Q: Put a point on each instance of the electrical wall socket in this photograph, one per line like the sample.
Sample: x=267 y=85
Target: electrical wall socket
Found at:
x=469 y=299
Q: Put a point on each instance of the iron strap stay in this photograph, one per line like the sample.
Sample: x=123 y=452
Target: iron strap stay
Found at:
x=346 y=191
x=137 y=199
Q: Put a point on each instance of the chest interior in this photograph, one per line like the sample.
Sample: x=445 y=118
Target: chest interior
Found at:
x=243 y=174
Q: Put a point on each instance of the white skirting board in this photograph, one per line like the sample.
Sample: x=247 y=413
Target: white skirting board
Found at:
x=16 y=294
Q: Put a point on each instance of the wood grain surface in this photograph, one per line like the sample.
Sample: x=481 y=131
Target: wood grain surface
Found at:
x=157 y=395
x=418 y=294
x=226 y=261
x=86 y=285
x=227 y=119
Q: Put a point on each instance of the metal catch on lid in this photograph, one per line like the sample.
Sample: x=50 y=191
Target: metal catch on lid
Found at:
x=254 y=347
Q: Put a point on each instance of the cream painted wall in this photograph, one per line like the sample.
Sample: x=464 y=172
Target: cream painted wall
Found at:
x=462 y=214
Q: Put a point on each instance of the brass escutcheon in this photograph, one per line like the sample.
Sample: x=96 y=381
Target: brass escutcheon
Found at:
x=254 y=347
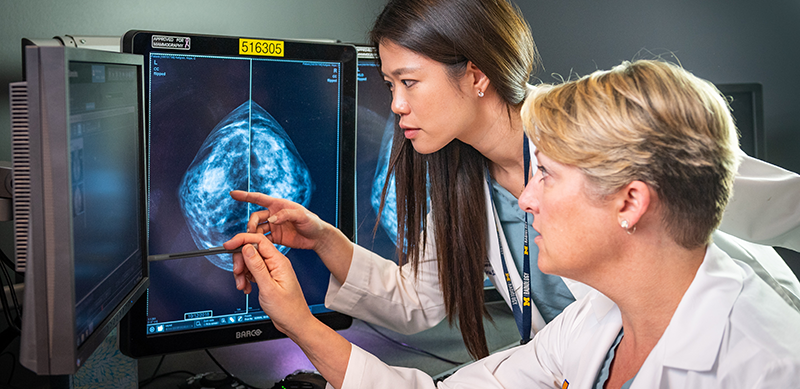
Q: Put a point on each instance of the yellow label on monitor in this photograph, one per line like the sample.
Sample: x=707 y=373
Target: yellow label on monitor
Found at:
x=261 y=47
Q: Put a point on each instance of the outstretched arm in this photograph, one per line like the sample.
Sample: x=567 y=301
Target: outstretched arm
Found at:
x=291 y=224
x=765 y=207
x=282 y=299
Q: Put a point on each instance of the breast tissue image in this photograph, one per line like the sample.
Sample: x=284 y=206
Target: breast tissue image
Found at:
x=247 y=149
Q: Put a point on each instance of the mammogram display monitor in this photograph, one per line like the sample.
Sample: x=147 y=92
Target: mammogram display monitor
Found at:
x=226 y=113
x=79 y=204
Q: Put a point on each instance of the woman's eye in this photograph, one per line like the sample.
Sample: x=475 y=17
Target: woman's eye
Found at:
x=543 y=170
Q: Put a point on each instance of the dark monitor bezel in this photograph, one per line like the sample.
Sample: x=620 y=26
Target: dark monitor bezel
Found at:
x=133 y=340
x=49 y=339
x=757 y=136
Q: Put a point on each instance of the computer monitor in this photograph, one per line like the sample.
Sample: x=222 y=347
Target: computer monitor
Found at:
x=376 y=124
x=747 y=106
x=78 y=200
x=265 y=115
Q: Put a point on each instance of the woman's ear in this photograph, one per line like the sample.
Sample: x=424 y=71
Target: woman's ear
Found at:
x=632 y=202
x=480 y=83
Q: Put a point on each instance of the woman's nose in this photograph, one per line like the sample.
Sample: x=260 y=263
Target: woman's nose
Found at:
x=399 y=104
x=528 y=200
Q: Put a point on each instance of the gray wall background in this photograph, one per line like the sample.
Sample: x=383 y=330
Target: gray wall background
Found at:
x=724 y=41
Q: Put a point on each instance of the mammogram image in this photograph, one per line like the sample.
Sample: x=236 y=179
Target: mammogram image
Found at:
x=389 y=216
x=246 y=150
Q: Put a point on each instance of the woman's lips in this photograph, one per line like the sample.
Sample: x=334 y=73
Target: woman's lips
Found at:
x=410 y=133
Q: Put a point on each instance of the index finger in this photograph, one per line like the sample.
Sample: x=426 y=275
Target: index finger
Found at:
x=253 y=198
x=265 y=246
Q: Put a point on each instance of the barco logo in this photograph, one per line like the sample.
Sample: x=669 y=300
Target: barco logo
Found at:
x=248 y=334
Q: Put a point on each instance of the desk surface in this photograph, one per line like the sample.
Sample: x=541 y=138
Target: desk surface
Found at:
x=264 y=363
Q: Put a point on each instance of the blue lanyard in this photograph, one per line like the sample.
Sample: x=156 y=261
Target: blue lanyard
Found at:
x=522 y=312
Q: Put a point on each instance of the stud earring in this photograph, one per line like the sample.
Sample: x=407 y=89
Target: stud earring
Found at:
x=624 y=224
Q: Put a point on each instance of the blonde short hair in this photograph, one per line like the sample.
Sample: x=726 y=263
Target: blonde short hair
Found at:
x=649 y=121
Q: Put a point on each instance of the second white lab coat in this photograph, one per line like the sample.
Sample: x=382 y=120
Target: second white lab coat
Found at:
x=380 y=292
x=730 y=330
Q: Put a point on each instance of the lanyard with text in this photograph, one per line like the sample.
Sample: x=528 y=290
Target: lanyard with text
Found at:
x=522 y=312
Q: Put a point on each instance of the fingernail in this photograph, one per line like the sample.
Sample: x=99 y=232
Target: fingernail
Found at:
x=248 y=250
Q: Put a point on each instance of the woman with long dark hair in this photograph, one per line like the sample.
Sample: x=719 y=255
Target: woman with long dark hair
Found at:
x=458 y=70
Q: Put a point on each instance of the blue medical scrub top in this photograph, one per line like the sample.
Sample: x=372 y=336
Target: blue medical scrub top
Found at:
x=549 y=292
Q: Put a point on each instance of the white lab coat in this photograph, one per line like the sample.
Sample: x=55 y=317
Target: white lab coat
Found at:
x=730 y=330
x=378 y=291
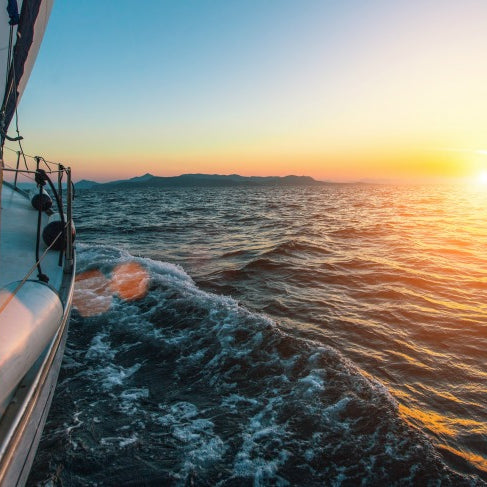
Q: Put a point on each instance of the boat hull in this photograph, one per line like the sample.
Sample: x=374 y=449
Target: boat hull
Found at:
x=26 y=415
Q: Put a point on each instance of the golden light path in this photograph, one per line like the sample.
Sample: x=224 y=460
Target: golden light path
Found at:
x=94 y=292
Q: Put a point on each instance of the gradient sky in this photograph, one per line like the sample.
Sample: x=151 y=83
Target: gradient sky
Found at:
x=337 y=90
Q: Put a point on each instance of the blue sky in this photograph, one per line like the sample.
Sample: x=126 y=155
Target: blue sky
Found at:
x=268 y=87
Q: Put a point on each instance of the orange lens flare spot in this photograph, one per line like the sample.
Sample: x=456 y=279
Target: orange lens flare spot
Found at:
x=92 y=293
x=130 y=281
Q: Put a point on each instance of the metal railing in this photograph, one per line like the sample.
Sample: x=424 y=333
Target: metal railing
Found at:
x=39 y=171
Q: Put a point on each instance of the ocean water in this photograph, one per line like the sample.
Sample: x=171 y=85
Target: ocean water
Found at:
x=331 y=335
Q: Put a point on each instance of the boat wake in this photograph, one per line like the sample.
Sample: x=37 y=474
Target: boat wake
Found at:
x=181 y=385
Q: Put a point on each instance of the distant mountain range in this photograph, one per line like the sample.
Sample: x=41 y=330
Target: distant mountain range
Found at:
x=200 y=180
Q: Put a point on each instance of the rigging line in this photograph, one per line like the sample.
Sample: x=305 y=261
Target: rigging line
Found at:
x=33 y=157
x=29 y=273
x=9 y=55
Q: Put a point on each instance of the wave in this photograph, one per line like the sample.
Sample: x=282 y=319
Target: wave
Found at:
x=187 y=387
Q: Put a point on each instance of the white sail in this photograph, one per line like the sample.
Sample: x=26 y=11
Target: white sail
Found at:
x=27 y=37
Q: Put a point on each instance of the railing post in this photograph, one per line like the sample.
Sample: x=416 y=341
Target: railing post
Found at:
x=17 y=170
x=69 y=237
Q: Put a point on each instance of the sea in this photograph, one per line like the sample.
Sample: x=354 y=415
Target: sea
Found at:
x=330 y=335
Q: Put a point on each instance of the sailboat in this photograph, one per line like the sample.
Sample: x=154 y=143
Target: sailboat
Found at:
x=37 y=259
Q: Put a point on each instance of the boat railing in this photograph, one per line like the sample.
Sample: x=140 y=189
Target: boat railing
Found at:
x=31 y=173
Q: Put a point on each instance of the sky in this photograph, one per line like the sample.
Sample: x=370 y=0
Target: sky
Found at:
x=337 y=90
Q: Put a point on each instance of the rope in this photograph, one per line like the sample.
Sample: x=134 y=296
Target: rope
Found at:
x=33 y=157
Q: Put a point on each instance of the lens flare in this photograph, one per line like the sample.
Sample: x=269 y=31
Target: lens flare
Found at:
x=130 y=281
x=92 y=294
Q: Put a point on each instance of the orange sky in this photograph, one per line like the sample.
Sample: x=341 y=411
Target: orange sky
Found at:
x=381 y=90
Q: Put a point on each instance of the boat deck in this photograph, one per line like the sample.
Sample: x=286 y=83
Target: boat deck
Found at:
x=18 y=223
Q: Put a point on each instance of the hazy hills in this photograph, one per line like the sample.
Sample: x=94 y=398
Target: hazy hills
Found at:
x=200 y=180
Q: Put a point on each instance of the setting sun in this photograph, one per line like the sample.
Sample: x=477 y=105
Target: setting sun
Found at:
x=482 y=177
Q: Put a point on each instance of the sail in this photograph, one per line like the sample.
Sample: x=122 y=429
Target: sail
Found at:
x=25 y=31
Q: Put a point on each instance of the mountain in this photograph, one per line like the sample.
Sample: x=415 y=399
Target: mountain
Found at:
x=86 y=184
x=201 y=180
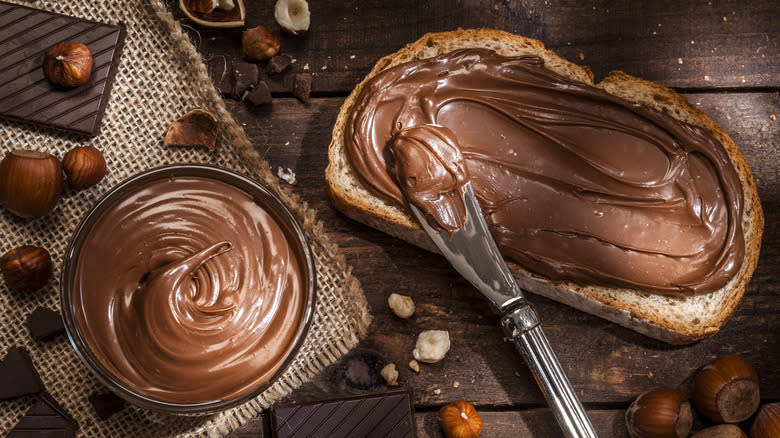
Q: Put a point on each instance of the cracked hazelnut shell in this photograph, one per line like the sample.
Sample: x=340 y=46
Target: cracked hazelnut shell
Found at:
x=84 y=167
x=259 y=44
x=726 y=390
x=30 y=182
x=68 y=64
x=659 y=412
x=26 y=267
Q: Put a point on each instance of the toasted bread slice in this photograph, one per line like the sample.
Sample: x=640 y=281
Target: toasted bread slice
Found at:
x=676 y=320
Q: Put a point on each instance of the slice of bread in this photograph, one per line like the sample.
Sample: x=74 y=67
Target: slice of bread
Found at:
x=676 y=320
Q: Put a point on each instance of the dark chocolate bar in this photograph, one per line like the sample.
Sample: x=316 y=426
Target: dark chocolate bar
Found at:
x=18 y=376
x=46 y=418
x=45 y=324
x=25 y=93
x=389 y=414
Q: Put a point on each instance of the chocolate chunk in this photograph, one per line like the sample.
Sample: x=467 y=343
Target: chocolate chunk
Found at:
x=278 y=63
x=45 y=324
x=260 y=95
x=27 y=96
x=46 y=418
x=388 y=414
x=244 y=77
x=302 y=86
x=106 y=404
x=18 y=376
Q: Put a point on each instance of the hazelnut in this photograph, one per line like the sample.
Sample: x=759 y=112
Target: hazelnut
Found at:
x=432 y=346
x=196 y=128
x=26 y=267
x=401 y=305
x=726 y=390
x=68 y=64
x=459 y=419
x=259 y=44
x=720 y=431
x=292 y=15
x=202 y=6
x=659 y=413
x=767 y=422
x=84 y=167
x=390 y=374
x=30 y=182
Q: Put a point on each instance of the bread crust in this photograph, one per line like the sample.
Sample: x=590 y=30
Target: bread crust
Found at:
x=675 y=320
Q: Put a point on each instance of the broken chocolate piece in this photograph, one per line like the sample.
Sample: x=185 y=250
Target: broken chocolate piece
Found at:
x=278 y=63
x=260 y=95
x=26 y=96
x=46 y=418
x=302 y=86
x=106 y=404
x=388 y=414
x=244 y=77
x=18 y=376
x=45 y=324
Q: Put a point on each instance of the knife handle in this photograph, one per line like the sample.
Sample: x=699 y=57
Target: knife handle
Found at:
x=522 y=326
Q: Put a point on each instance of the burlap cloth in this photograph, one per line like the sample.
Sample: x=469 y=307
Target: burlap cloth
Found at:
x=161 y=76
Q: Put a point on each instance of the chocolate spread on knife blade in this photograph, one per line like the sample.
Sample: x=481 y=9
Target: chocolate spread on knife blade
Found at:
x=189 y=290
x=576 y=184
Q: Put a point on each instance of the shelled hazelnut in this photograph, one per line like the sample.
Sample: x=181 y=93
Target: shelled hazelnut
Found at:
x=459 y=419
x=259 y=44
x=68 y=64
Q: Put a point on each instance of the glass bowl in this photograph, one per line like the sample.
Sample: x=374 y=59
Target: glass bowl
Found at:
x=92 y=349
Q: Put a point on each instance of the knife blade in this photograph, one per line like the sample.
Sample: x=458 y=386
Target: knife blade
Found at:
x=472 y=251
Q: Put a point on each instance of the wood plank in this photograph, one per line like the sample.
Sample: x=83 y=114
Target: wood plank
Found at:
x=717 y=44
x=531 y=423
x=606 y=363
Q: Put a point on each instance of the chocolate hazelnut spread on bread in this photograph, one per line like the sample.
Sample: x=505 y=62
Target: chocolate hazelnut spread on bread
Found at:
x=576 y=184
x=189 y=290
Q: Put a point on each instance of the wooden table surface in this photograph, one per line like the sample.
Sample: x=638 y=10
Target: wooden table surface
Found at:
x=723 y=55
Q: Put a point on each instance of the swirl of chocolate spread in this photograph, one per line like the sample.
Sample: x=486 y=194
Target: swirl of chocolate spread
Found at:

* _Goal_
Starting with the line that contains "Q: Put a point on each instance of the cream" and continuing through the line that contains "x=462 y=214", reproduce only those lines of the entries, requests included, with every answer coordinate multiplied by 1.1 and rounded to a whole number, halves rounded up. Keep the requests and their sample coordinates unchanged.

* _Task response_
Q: Put a point on each instance of the cream painted wall in this photograph, one per line like the sample.
Sample: x=464 y=172
Target: cream painted wall
Found at:
x=508 y=235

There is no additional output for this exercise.